Dataset rows showing where objects appear:
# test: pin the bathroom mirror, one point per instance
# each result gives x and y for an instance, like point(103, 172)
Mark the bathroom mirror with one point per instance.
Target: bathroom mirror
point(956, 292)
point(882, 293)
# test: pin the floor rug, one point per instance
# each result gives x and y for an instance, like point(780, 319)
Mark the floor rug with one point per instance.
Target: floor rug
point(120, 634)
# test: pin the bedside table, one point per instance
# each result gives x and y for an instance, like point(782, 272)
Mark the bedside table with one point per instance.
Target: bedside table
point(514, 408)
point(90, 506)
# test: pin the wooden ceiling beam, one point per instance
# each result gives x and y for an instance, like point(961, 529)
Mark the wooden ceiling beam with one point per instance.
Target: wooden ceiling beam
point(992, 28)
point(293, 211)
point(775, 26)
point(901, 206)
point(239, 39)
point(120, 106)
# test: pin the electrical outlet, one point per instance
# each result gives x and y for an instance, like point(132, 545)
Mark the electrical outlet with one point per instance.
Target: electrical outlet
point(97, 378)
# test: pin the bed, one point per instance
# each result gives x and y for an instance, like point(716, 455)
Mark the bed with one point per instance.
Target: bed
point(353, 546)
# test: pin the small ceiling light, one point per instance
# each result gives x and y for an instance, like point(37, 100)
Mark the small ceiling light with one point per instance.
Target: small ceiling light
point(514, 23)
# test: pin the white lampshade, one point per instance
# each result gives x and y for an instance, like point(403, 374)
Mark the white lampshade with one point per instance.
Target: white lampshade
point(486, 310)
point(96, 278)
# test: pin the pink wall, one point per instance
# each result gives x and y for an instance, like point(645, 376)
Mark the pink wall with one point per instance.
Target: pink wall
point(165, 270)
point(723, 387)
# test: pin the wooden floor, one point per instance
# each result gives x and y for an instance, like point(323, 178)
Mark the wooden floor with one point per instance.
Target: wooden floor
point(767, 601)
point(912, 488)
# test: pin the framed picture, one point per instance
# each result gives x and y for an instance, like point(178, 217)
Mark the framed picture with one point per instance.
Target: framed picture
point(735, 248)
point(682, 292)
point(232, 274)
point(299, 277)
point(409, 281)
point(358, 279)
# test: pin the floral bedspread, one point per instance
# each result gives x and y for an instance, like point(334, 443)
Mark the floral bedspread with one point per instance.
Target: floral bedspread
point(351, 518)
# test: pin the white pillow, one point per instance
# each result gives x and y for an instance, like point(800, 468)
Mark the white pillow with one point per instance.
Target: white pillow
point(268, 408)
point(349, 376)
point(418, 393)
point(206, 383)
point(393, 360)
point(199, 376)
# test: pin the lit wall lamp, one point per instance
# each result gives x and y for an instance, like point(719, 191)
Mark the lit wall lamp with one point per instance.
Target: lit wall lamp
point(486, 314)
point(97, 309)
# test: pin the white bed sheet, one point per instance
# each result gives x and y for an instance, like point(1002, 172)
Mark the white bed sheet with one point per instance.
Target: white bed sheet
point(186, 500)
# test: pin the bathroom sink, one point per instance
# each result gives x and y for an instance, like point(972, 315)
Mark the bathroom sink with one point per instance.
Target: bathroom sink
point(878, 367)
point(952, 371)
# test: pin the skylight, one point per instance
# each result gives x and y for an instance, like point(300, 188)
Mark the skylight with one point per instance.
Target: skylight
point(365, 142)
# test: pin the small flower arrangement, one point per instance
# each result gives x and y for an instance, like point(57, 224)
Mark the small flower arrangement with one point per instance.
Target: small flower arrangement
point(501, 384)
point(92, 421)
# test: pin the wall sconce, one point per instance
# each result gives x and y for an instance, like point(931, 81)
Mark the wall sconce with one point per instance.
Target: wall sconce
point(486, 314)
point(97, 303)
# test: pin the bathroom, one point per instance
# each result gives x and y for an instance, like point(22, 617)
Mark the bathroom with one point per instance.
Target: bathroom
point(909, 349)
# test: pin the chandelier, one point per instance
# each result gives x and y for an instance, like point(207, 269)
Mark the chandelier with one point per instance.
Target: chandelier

EXERCISE DIRECTIONS:
Reproduce every line of the entries above verbatim, with no changes.

WORKED ANSWER:
# test: pin the bathroom mirror, one point per instance
# each result gives x and y for an instance, like point(103, 172)
Mark the bathroom mirror with one point per instance.
Target: bathroom mirror
point(956, 292)
point(882, 293)
# test: pin the floor rug, one point per instance
# each result gives x and y for an instance, like point(780, 319)
Mark the floor rug with one point per instance.
Target: floor rug
point(120, 634)
# test: pin the bedside table, one point per instance
# each result gives x and y for an instance, like point(782, 272)
Mark the bedside table with one point per instance.
Target: bedside table
point(514, 408)
point(90, 506)
# test: pin the wooden ceiling beam, one point per instance
# each result gives x and y for an instance, like point(961, 529)
Mark the wooden ceiling beam with one point per instance.
Target: wooden ceiling beam
point(992, 28)
point(293, 211)
point(775, 26)
point(901, 206)
point(239, 39)
point(120, 106)
# test: pin the electrical outlet, one point per instance
# each result gives x and y for an instance, like point(132, 545)
Mark the electrical outlet with one point per instance.
Target: electrical outlet
point(97, 378)
# test: pin the bed, one point per instance
# each result gives x and y for an instance, like point(716, 455)
Mark the bed with one point per instance.
Target: bed
point(353, 546)
# test: pin the small ceiling light, one point per instance
# each result gives x and y for an instance, like point(37, 100)
Mark the small ceiling light with one point per instance.
Target: small ceiling light
point(514, 23)
# test: pin the white lampshade, one point per instance
# each result gives x and y for an instance, like point(403, 374)
Mark the white lampshade with one point per instance.
Target: white lampshade
point(486, 310)
point(96, 278)
# test: pin the pink wall, one point per instance
# each result gives x and y for an instance, like point(645, 376)
Mark the pink wall with one point per instance.
Target: pink wall
point(165, 270)
point(723, 387)
# test: pin the wooden floor, one point per instance
# each result gives x and y for an instance, like point(323, 178)
Mark the wooden floor with one point per instance.
Target: wooden floor
point(767, 601)
point(912, 488)
# test: pin the framed picture, one point per instance
# each result gives x and y for an instance, like point(178, 217)
Mark the framed picture with one point per instance.
Target: framed picture
point(735, 248)
point(682, 292)
point(232, 274)
point(299, 277)
point(409, 281)
point(358, 279)
# test: pin the floral bedspread, one point per instance
# each result gives x and y for an instance, like point(334, 443)
Mark the floral bedspread with one point per instance.
Target: floral bedspread
point(351, 518)
# test: pin the white pillow, one point per instance
# each result gives x and y for an instance, like point(800, 468)
Mark the white pillow with one point per instance.
Target: white pillow
point(268, 408)
point(349, 376)
point(418, 393)
point(206, 383)
point(393, 360)
point(199, 376)
# test: pin the lit wall lamp, one point per instance
# each result gives x and y for an instance, like point(719, 191)
Mark the lit wall lamp with one point per instance.
Target: lit wall lamp
point(486, 314)
point(97, 309)
# test: pin the white bed sheet, one point per instance
# each result gives x and y for an instance, like point(1002, 172)
Mark the white bed sheet with one point per instance.
Target: white bed sheet
point(186, 500)
# test: pin the bathroom sink, one point per instance
# each result gives x and y for an instance, like point(972, 315)
Mark the bathroom sink with one point per instance.
Target: bathroom sink
point(878, 367)
point(952, 371)
# test: pin the skylight, one point per instance
# each result gives x and y for an instance, like point(300, 188)
Mark the skylight with one point per instance.
Target: skylight
point(365, 142)
# test: pin the small flower arrangement, one point per instance
# each result gives x and y for an instance, like point(57, 224)
Mark the small flower arrangement with one point per instance.
Target: small flower arrangement
point(501, 384)
point(92, 421)
# test: pin the wall sconce, one point per instance
# each result gives x and y for an instance, like point(931, 81)
Mark the wall sconce with one point per instance.
Target: wall sconce
point(486, 314)
point(97, 303)
# test: pin the bathroom, one point per instance
# each result gives x and y for an instance, like point(22, 617)
Mark the bathroom with one point per instance.
Target: bathroom
point(909, 349)
# test: pin the chandelier, one point per instance
# each result gives x and y for an instance, like point(207, 269)
Mark the chandelier with one point per instance.
Target: chandelier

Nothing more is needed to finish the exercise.